_EXERCISE PROMPT_. One part of the entries below is wanted: the lines from the one containing "Query: white column" through the one containing "column 597, row 186". Write those out exactly and nothing else.

##### DATA FOR THIS EXERCISE

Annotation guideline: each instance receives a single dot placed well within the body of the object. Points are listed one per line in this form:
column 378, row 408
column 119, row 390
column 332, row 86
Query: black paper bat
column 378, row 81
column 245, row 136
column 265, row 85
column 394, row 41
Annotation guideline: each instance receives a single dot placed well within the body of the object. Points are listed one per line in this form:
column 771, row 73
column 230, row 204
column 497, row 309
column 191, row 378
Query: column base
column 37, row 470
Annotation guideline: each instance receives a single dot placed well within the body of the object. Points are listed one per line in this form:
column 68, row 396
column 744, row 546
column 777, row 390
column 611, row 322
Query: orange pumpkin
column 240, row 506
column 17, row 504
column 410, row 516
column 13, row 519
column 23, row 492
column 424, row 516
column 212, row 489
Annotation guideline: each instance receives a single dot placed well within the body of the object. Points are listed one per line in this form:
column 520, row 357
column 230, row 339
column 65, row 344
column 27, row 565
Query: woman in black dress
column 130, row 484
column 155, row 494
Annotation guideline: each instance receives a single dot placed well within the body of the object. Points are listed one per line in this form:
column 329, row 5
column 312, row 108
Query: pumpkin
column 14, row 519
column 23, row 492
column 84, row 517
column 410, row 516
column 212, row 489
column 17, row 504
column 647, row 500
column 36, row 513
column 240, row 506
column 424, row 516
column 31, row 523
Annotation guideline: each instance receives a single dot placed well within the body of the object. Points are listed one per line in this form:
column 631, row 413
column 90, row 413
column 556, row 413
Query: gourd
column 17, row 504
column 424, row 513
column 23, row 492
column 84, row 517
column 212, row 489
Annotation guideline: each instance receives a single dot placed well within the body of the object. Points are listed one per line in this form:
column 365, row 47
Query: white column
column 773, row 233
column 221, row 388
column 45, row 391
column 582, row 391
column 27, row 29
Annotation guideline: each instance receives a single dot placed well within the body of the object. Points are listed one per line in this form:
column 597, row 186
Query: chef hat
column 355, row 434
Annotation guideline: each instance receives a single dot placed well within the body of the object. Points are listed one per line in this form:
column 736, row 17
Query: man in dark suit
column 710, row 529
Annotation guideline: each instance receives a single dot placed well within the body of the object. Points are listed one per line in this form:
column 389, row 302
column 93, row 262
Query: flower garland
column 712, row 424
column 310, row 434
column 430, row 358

##########
##### DATA FOR THIS EXERCISE

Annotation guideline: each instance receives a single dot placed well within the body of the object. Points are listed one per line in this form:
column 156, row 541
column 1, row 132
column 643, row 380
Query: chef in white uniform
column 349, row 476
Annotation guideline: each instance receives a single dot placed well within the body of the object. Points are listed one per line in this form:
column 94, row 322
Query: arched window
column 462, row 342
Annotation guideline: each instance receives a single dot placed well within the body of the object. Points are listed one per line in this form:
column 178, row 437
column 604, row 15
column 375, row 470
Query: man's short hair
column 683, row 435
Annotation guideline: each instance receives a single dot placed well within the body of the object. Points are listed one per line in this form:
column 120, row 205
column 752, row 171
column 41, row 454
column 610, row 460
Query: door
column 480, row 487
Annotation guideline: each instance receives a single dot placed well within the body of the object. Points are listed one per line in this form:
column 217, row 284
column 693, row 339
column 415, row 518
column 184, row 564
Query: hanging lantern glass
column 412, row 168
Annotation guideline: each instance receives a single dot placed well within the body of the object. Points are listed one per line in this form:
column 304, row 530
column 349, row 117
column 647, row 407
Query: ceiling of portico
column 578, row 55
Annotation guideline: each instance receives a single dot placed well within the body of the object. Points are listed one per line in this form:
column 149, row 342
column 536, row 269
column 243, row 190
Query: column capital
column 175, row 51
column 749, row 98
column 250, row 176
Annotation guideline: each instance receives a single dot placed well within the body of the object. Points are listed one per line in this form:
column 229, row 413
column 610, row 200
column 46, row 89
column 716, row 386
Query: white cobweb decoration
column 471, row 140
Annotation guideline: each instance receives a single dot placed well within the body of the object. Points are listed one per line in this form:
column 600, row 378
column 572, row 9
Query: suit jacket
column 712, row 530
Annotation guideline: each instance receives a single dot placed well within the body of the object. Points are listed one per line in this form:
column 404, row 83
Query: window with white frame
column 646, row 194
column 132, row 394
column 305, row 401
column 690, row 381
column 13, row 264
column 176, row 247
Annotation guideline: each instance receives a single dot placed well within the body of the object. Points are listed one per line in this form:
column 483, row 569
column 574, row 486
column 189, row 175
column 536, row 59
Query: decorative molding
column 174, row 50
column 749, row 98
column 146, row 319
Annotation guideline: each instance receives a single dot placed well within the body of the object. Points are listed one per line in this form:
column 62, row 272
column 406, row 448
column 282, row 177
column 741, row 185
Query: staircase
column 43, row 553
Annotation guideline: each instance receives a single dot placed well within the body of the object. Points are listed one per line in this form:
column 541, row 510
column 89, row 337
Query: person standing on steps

##########

_RESULT FOR THIS EXERCISE_.
Query: white column
column 773, row 233
column 221, row 388
column 45, row 391
column 582, row 391
column 27, row 29
Annotation guideline: each instance receives a single dot placed well within the body of the object. Points are listed one per line in this form:
column 597, row 186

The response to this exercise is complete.